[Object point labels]
+ + + + + + +
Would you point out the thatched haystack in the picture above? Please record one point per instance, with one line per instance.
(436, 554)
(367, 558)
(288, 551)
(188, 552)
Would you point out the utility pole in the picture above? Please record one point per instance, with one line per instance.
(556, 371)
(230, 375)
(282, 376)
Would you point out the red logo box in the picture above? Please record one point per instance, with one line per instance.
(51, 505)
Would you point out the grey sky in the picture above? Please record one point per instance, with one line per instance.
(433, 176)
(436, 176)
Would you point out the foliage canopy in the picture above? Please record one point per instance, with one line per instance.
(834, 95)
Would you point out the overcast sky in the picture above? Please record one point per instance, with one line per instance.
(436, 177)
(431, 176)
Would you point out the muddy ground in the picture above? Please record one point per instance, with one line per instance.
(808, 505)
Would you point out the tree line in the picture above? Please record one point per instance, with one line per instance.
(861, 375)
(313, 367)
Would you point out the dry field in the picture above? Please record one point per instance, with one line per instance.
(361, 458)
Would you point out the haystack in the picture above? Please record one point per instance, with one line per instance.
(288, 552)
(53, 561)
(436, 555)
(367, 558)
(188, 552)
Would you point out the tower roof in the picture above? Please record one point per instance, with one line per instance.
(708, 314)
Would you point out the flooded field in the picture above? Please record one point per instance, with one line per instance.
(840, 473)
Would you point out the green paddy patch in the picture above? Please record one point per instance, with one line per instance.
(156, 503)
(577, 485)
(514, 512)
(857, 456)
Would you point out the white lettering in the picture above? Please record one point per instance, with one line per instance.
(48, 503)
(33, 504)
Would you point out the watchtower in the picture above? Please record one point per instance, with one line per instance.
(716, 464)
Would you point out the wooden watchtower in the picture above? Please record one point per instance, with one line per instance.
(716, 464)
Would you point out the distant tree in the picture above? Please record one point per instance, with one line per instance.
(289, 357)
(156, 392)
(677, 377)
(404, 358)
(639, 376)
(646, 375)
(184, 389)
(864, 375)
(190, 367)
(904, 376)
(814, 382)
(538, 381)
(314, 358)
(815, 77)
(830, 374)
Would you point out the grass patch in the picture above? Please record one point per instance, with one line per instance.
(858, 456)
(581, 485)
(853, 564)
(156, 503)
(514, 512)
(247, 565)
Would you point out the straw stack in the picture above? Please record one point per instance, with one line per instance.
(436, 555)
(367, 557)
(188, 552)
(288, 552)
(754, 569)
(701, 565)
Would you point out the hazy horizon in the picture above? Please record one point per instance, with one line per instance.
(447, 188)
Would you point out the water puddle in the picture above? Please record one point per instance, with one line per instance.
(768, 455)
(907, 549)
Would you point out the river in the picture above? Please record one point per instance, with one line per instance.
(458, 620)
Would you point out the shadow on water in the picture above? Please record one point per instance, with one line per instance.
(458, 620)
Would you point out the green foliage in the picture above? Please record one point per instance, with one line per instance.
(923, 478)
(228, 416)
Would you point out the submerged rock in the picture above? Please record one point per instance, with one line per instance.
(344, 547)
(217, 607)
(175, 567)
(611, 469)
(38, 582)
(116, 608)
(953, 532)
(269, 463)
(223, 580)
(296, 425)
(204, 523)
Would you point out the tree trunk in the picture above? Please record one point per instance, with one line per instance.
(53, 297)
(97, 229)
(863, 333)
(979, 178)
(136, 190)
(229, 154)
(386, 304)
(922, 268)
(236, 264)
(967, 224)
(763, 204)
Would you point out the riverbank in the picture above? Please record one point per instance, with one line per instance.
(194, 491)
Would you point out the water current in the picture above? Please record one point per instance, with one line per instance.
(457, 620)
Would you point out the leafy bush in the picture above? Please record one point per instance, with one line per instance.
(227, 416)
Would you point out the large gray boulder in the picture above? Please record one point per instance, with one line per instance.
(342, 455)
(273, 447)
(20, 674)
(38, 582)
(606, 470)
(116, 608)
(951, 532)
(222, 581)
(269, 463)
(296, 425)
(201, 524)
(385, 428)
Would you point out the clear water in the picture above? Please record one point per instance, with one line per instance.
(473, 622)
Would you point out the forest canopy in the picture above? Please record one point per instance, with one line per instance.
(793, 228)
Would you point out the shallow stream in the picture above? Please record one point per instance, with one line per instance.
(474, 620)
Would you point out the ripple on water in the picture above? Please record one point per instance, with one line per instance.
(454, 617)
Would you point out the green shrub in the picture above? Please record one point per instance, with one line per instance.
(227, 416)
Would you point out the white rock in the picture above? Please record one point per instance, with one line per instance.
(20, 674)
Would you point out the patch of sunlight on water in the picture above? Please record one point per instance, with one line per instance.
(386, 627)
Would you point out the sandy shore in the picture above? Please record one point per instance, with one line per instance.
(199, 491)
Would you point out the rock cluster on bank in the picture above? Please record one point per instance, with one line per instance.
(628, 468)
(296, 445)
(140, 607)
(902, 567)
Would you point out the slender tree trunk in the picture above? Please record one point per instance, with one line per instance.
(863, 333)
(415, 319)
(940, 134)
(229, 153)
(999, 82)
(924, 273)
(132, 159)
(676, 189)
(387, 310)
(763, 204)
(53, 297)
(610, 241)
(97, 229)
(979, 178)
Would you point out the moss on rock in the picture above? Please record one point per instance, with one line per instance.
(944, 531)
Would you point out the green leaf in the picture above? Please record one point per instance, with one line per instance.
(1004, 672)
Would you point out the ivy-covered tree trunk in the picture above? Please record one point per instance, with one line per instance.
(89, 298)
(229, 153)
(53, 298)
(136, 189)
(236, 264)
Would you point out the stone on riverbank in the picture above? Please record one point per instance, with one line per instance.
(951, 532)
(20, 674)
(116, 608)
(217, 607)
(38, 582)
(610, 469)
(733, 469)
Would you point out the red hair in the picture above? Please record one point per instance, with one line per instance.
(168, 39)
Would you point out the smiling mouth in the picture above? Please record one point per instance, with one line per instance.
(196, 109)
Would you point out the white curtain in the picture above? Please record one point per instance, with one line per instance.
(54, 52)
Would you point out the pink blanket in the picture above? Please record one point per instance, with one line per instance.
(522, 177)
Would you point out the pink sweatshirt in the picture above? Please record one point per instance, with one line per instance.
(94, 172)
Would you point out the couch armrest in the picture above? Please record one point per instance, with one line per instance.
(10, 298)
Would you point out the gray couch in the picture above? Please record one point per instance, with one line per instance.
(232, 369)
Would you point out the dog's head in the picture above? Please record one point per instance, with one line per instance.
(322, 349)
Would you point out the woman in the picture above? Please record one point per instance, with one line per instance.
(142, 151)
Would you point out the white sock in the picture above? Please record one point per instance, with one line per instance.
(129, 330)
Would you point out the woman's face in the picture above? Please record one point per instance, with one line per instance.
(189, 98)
+ + + + + + +
Restate the data above word for word, please.

# [OUTPUT OF THE EXERCISE]
Would you point out the thatched haystack in the picture above? Please record one point per instance, with one line per instance.
(436, 554)
(367, 558)
(288, 551)
(188, 552)
Would you point out the utility pole in the picture above? Please record one point per instance, with one line per instance.
(556, 371)
(230, 375)
(282, 376)
Would you point out the red logo box in the picture above? Please record one point per instance, with one line per instance.
(51, 505)
Would you point out the grey sky in the picture above? Please record one point per instance, with one line per instance.
(433, 176)
(436, 176)
Would you point out the foliage canopy in the picture above? Please record one point per instance, with one line per instance.
(834, 95)
Would you point out the overcast sky in the picture above? Please record one point per instance, with one line per instance.
(436, 177)
(431, 176)
Would you point out the muddy ground in the picture above? Please record one point per instance, with one line per instance.
(808, 505)
Would you point out the tree line in the picture above? Please record one point per instance, with one line per instance.
(861, 375)
(313, 367)
Would you point out the dry field in the picture above? Please record one point per instance, with one line per instance.
(361, 458)
Would you point out the haystack in the picture above? Please record one point per instance, with one line per instance.
(288, 552)
(53, 561)
(436, 555)
(367, 558)
(188, 552)
Would you point out the tower roof in the picture above? Please record one point per instance, with one line per instance.
(708, 314)
Would you point out the flooded field in the picture above? Please record one point per instance, with one line per instance.
(840, 473)
Would you point out the green paddy patch in the picture above? Please record one point per instance, with one line per instance.
(156, 503)
(577, 485)
(514, 512)
(857, 456)
Would you point out the white lettering in the picture above? Please record one point per instance, with one line per instance.
(48, 503)
(33, 504)
Would you point out the watchtower in the picture above? Please record one point per instance, with one line per instance.
(716, 464)
Would you point out the wooden watchtower in the picture above? Please record one point per instance, with one line per instance.
(716, 464)
Would you point out the distant tree in the picture above? Please record one point per instance, with one line per instance.
(289, 357)
(156, 392)
(677, 377)
(404, 358)
(639, 376)
(646, 375)
(184, 389)
(864, 375)
(190, 367)
(904, 376)
(814, 382)
(538, 381)
(314, 358)
(815, 77)
(830, 374)
Would you point out the grass patch in the picture above? Please record one point per instance, with one line per instance.
(858, 456)
(581, 485)
(853, 564)
(156, 503)
(514, 512)
(247, 565)
Would you point out the straw stack in the picture above? Please record one point per instance, with one line per instance.
(436, 555)
(367, 557)
(188, 552)
(288, 552)
(754, 569)
(701, 565)
Would you point out the hazy horizon in the picture above? Please record one point per instance, with one line per instance.
(447, 188)
Would you point out the water puddle in the picture above? Please record one point per instance, with one line per instance.
(768, 455)
(907, 549)
Would you point out the river in the picture above? Please record one point per instance, with one line per instance.
(458, 620)
Would you point out the shadow on water in the picture above? Please record one point per instance, with one line per instance.
(458, 620)
Would you point out the green foliage in the picture above? Please record one point per instance, with one line per instance.
(923, 478)
(228, 416)
Would you point out the submerged rock in the picture above? Please record one point per instance, with one line per instance.
(344, 547)
(217, 607)
(175, 567)
(611, 469)
(38, 582)
(116, 608)
(953, 532)
(269, 463)
(223, 580)
(296, 425)
(204, 523)
Would you point out the tree trunk in the picture above? Please record one point per instance, with one line per instance.
(53, 297)
(97, 229)
(863, 333)
(979, 178)
(136, 190)
(229, 154)
(386, 304)
(922, 268)
(236, 264)
(967, 224)
(763, 204)
Would you point out the riverbank in the picture above? Please record one point per instance, with one line per instance.
(194, 491)
Would you point out the water current in the picture above? Please record one point per instance, with one line per instance.
(457, 620)
Would you point out the leafy bush in the picture above? Please record one point per instance, with one line per instance.
(227, 416)
Would you point out the large gray boulder in the picture above? Please record one point per instance, with one line per instance.
(342, 455)
(273, 447)
(20, 674)
(38, 582)
(606, 470)
(116, 608)
(951, 532)
(222, 581)
(269, 463)
(296, 425)
(201, 524)
(385, 428)
Would you point out the clear water in the picture above? Please record one point per instance, with one line per instance.
(473, 622)
Would you point out the forest canopy in the picture above? Please record one point per instance, with one line per instance.
(793, 228)
Would you point out the shallow stream in the picture above? Please record one point per instance, with one line per instance.
(474, 620)
Would you point out the ripple on water in the picture above? Please record one point per instance, with one line per instance.
(454, 617)
Would you point out the green shrub in the picture above? Please record one point per instance, with one line per instance.
(227, 416)
Would you point out the white rock in the picture above? Please record one point per instance, with one line per instance.
(20, 674)
Would you point out the patch of sunlight on water in the picture above? Please record one point per instance, with one line per instance.
(386, 627)
Would you point out the sandy shore in the picture above? Please record one point per instance, with one line per instance.
(199, 491)
Would you point out the rock cluster on bank in the picture above? Please record one point per instance, with one line per instance.
(628, 468)
(296, 445)
(140, 607)
(902, 567)
Would you point out the slender tree trunk in the picture above? Please record one point per instance, with one line per instance.
(863, 333)
(415, 319)
(940, 134)
(229, 153)
(999, 82)
(924, 273)
(132, 159)
(676, 189)
(387, 310)
(763, 204)
(53, 297)
(610, 241)
(97, 229)
(979, 178)
Would you point out the moss on rock in the picture above? Please record one point per instance, with one line per instance.
(944, 531)
Would you point out the green leaf in the picture above? Please record one point per instance, with one line per instance.
(1004, 672)
Would you point out the ivy-covered tree trunk in the picture above? Please record one point per instance, with one line per instance.
(89, 298)
(229, 153)
(53, 298)
(136, 189)
(236, 264)
Would you point out the stone on riverbank in the picture above? Please record one point per instance, with one line per instance.
(951, 532)
(20, 674)
(116, 608)
(217, 607)
(38, 582)
(610, 469)
(733, 469)
Would you point out the red hair in the picture above? Please record one point per instance, with one line per instance.
(168, 39)
Would you point out the smiling mouth in the picture above? Please record one point per instance, with one line per instance.
(196, 109)
Would you point out the white curtain in the picture above? Please record one point per instance, with one line per instance.
(54, 52)
Would you point out the pink blanket in the picture above? Please record one point per instance, with one line per instance.
(522, 177)
Would you point out the pink sweatshirt in the picture above? Please record one point per instance, with one line per instance.
(94, 172)
Would you point out the couch armrest in the picture above? Please record one point per instance, with one line per instance.
(10, 298)
Would you point out the gray couch in the picture above? Please record one point per instance, with one line per instance.
(232, 369)
Would you point out the dog's head in the picture above? Please record one point per instance, with one line per instance.
(322, 349)
Would you point out the woman in the picture above? Please record one point per instance, with one line per instance.
(142, 151)
Would you point out the white sock in the picture above? Please record one point per instance, with one line per instance.
(129, 330)
Would you point out the woman's face in the picture above? Please record one point per instance, with one line per instance.
(189, 98)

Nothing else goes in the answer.